Problem description:
Pick up the review of the LA Phil's 100th-season opening week below after its last sentence and keep writing it.

Quoted passage:
━━━━
Classical Music is New Again in LA Phil's 100th Season

By Truman C. Wang
10/8/2018

What a fantastic, fantastical inaugural week for the LA Phil!  The Frank Gehry-designed Walt Disney Concert Hall became a giant canvass for the fanciful video projections of Turkish media artist Refik Anadol.  From September 28 through October 6, the outdoor video art show, synchronized to loudspeakers playing festive music, was repeated every 20 minutes in the evening, drawing woos and ahhs from a large crowd outside.

Inside, the celebration of LA Phil’s 100th-anniversary season boldly looked into the future, not the past, with two avant-garde works that are tailored for the players of the LA Phil – “LA Variations” by Esa-Pekka Salonen and “Sustain” by Andrew Norman.  Sandwiched between the two was Beethoven’s Triple Concerto, showcasing three principal players from the orchestra.  There are also two new faces this season – principal viola Teng Li and principal oboe Ramón Ortega. Here’s hoping the high turnovers in the wind section have finally come to an end.

Salonen’s LA Variations, written 20 years ago, still sounds as avant-garde and inscrutable today as it did back then.  Rhythmically complex, dynamically extreme, tonally disruptive, colorfully diverse – it is an apt, though bizarre, depiction of the City of Angels that has changed little over the two decades in its congested freeways, ethnic diversities, clashing gangs, etc.  This isn’t the romantic view of a cityscape penned by Gershwin in “An American in Paris”.  Far from it, Salonen’s piece is a product of a far more cynical, dystopian society that’s been through decades of political turmoil and social unrest.  In the 19 minutes that this piece lasts, we hear lyrical episodes, played on lower winds and trumpets, cut short by bursts of random violence that crescendo into monstrous heights.  It all comes to an end not in a lyrical apotheosis of a nineteenth-century Romantic work, but with a minimalist, cynical, piccolo chirp.  The players of the LA Phil, to which this work was dedicated, played like they owned the music under the baton of Gustavo Dudamel.
━━━━
Information shown:

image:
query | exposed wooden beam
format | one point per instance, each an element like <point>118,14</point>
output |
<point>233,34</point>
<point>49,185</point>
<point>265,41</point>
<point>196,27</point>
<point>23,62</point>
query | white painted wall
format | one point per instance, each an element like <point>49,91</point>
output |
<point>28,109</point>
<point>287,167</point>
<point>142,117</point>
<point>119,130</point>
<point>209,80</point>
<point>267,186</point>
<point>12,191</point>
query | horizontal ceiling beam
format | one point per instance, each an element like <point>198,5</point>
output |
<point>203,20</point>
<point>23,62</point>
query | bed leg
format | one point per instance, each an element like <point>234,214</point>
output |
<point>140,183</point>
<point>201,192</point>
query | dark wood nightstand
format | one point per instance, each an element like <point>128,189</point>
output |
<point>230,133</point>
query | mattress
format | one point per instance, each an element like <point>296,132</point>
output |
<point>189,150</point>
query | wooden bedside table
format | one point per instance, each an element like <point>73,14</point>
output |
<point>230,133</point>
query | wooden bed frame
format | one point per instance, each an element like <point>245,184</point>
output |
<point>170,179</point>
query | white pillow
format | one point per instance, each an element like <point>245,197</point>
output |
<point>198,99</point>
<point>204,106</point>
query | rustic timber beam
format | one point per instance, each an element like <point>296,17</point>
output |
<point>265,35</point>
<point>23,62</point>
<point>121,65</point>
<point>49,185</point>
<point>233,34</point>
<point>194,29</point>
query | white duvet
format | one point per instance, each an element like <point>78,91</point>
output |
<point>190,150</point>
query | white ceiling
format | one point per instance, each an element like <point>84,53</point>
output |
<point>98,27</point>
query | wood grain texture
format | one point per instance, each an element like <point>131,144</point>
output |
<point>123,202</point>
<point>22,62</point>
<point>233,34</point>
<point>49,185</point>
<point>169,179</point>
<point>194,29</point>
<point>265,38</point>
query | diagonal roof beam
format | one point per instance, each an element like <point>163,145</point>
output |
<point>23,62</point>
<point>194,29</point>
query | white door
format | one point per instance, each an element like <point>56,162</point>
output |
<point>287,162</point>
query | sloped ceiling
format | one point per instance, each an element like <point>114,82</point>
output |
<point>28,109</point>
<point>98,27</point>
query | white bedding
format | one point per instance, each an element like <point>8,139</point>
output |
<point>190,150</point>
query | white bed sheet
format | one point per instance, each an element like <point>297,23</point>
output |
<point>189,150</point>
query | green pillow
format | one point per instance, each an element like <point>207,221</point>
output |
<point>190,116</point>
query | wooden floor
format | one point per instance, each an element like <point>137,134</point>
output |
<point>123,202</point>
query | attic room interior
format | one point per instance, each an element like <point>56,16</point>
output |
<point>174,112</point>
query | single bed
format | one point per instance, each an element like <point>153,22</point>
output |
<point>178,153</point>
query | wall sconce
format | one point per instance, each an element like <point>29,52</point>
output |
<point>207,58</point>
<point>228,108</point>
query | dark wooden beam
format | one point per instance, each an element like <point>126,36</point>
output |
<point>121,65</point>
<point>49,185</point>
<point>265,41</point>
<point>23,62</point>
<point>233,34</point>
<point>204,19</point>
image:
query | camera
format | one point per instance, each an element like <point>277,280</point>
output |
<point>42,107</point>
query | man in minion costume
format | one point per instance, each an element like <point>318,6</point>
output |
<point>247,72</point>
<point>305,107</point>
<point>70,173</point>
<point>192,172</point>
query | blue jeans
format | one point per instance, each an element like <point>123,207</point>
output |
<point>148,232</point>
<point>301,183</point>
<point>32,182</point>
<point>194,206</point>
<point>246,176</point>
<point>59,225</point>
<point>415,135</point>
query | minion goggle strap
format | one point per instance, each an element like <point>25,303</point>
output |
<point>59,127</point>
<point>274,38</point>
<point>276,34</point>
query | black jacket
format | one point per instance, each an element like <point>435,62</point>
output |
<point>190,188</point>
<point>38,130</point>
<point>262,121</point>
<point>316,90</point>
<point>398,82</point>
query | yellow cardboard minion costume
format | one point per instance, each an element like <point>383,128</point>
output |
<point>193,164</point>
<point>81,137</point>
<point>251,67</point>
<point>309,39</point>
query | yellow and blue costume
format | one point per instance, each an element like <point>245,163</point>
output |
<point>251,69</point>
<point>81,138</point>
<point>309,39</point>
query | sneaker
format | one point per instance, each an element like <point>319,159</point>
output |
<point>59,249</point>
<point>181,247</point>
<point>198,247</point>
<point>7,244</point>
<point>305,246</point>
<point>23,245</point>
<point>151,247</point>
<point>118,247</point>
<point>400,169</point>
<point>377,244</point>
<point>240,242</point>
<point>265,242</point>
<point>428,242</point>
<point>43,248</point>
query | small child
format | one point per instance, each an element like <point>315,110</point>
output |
━━━━
Result of the exercise:
Beethoven’s Triple Concerto was a much-needed lyrical intermezzo to catch one’s breath in between two avant-garde beasts.  It is not a ‘deep’ piece, as it was first performed in 1808 to an audience of Viennese aristocrats on summer vacation.   It did, however, feature concertmaster Martin Chalifour, keyboardist Joanne Pearce Martin and principal cellist Robert DeMaine playing in their most congenial fashion with their orchestral colleagues and, in the short middle movement, playing an intimate piano trio by themselves. 

Andrew Norman’s world premiere piece, Sustain, occupied the entire second half of the concert, some forty minutes of new-age music filled with ethereal harmonies and gossamer textures that would make great background music in a sci-fi film or a day spa.  If a lot of Norman’s music is influenced by architecture, then ‘Sustain’ would be akin to a steel-and-glass contemporary house with modern furnishings and abstract art.  Then, as sudden as it was frightening, the calmness erupted into a huge maelstrom (with the full complement of the LA Phil percussion section, including a wind machine!) bigger and more formidable than anything heard in “L.A. Variations”, jolting you completely out of your meditative state.  The storm subsides and the music dies away as quietly as it began with a slow piano arpeggio. 

The audience loved the ‘new’ approach to the LA Phil season and gave a long standing ovation.  They can expect to hear at least 50 more all-new pieces by the end of the season.  Which begs the question – does quantity equate quality?  That remains to be seen/heard.  It’s a daunting task for the listeners as well as for the musicians who have to learn all this new music.  Next week, the Green Umbrella series of concerts will feature only new works, and new thrills.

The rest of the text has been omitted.